__Material for the task__
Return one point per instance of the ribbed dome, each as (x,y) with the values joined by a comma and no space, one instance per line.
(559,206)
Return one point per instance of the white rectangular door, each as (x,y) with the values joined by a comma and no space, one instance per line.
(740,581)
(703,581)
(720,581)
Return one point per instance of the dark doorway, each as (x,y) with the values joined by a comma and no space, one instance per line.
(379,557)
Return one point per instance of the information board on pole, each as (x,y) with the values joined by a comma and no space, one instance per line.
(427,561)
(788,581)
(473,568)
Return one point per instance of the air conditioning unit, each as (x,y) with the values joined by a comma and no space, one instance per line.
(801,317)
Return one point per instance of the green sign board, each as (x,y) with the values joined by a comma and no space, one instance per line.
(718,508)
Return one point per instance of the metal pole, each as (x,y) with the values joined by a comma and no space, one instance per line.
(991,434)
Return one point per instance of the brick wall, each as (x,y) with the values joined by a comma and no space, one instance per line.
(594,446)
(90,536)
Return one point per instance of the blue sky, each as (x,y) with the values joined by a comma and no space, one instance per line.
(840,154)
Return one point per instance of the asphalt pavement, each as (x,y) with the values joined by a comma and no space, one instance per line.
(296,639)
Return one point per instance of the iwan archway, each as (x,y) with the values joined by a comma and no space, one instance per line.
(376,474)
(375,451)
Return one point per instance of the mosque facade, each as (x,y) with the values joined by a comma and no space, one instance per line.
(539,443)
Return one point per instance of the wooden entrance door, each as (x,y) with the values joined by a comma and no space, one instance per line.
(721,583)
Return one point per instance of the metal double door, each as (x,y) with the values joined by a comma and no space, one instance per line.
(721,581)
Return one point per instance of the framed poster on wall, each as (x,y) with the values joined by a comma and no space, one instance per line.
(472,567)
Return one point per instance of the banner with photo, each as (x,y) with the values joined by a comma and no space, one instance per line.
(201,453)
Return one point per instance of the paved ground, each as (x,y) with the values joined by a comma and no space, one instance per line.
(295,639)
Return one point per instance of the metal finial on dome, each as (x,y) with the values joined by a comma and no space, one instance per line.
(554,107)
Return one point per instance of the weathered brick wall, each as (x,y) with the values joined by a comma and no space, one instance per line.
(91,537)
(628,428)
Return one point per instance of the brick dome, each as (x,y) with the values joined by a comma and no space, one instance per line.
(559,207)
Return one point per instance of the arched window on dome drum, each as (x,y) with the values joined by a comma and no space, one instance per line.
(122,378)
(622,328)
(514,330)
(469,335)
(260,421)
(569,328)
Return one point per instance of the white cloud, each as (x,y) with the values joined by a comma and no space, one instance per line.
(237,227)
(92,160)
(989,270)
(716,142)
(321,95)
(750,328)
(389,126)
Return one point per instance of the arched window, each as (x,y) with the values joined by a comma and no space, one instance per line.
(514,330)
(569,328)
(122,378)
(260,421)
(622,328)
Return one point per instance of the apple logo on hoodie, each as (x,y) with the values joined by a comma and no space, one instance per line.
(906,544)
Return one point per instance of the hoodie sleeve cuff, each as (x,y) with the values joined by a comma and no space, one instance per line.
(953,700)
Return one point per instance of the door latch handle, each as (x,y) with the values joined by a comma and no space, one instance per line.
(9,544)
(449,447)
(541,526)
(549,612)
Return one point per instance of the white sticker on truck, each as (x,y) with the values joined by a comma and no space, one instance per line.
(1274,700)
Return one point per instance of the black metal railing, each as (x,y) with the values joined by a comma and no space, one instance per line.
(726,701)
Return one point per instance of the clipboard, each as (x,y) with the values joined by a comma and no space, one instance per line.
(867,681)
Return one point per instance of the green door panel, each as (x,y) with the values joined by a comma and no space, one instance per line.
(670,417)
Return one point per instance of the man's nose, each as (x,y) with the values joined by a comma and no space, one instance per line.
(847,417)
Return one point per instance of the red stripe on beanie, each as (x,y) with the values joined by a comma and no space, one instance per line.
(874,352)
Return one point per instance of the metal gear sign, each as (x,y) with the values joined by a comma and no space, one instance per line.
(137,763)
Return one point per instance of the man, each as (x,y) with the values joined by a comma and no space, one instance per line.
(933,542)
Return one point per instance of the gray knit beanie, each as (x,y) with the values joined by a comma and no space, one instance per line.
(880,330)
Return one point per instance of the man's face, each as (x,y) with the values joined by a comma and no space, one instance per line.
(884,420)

__Directions for this task__
Repeat each entry word for word.

__Task output__
Return one point per instance of the ribbed dome, each as (x,y) with the values joined by a comma and no space, one instance per line.
(559,206)
Return one point per instance of the white rectangular door, each as (x,y) with the values joined by a comma and no space, one instance per line.
(740,581)
(703,581)
(720,581)
Return one point per instance of the dark doorway, each as (x,y) with the values joined by a comma and no space, one instance per line.
(379,557)
Return one point per instance of the information board on pole, each as (x,y) with the values joined by a comma and no space, one instance per line.
(427,561)
(788,581)
(473,568)
Return one point per instance of the air conditioning unit, each as (x,y) with the values joined by a comma and no space, one instance per line.
(801,317)
Return one point per instance of the green sign board, each as (x,y) with the values joined by a comma and no space, one instance per line.
(718,508)
Return one point per instance of the metal pole, each as (x,y) with the values joined by a comma and no space, one instance per line.
(991,434)
Return one point per instance of the brick wall, each as (x,y) with the values joined by a comma and no space, one instance per line.
(594,446)
(90,536)
Return one point per instance of the blue sky, each as (x,y) with the values joined by a comma and no space, one instance per line.
(840,154)
Return one point per instance of the asphalt pavement, each as (x,y) with the values joined by a comma and no space, one instance per line.
(296,639)
Return one point per instance of the iwan archway, each as (x,y) with the values joined by a comma and no space, one instance per line.
(376,474)
(375,451)
Return one point per instance of the mosque facade, each as (x,y) with the values joined by a comma and no space, one instance per line.
(539,443)
Return one point per instance of the wooden entrance door, each as (x,y) with the values joined by a comma and no space, one instance per line.
(721,583)
Return one point per instance of the metal double door, each as (x,y) with the values joined by a comma and no space, one instance per line.
(721,581)
Return one point per instance of the framed poster on wall, each as (x,y) with the values joined by a comma and no space, one instance per line.
(472,567)
Return one point per instance of the banner with photo, each as (x,y) with the values joined by a comma and no space, one instance per line.
(201,453)
Return one point per instance of the paved ground, each as (x,y) with the values joined by a comma and no space, one instance per line.
(295,639)
Return one point per instance of the metal finial on dome, each as (x,y) with the values joined by a comma and no space, one instance per line.
(554,107)
Return one point per instance of the weathered brick wall, each as (x,y) with the values joined by a comma and no space, one instance per line.
(91,537)
(628,428)
Return one point per instance of the brick dome, each as (x,y) with the values joined by a comma and no space, one instance per line.
(559,207)
Return one point per instance of the arched window on dome drum, each as (x,y) with the values joined by a comma and no space, one instance per line.
(122,378)
(622,328)
(514,330)
(469,335)
(260,421)
(569,328)
Return one point per instance of the white cloud, each as (x,y) with the values joined by a comma and no space, one instance per line.
(237,227)
(92,160)
(989,270)
(716,142)
(321,95)
(750,328)
(389,126)
Return one point per instance of the arched window, each as (x,y) with the values joined by a comma and no space, one instance per line.
(514,330)
(569,328)
(122,378)
(260,421)
(622,328)
Return one point per instance of the apple logo on hoodie, each as (x,y) with the values joined by a comma and no space, one instance per line.
(906,544)
Return one point per instance of the hoodie sleeve cuff, each as (x,y) with the values joined by a comma and no space, one instance per line.
(953,700)
Return one point per instance of the door latch handle, each as (x,y) with the values joined by a comma and no space, one instance per line.
(9,544)
(449,447)
(541,526)
(549,612)
Return one point per instance of the white sticker on truck, each as (x,y) with the values joined by a comma and no space, one instance per line.
(1274,700)
Return one point per instance of the black metal railing, each as (x,y) with the values joined by a comma and no space, one instance per line.
(726,701)
Return one point per instance of the clipboard, each as (x,y) with the values joined by a comma and no space, one instance per line.
(867,681)
Return one point per instance of the green door panel, each as (x,y) with the values joined by a comma and no space, one instance per line.
(670,417)
Return one point per instance of the man's nose, each as (x,y) with the values joined by a comma and no space, one instance per line.
(847,417)
Return one point per instance of the red stripe on beanie, each as (x,y) with the values joined by a comma and no space, one instance per line.
(874,352)
Return one point per instance of the metal gear sign, each as (x,y) with the values joined by a comma and no space, one instance per line.
(137,763)
Return one point per instance of the man, each as (x,y) with the values joined by a comma and no space, one instance per line.
(933,542)
Return one point per instance of the gray knit beanie, each as (x,y) with the values joined by a comma and no space, one instance per line.
(880,330)
Return one point per instance of the man's face, each as (x,y) with the values joined by a comma and no space, one instance per line.
(884,420)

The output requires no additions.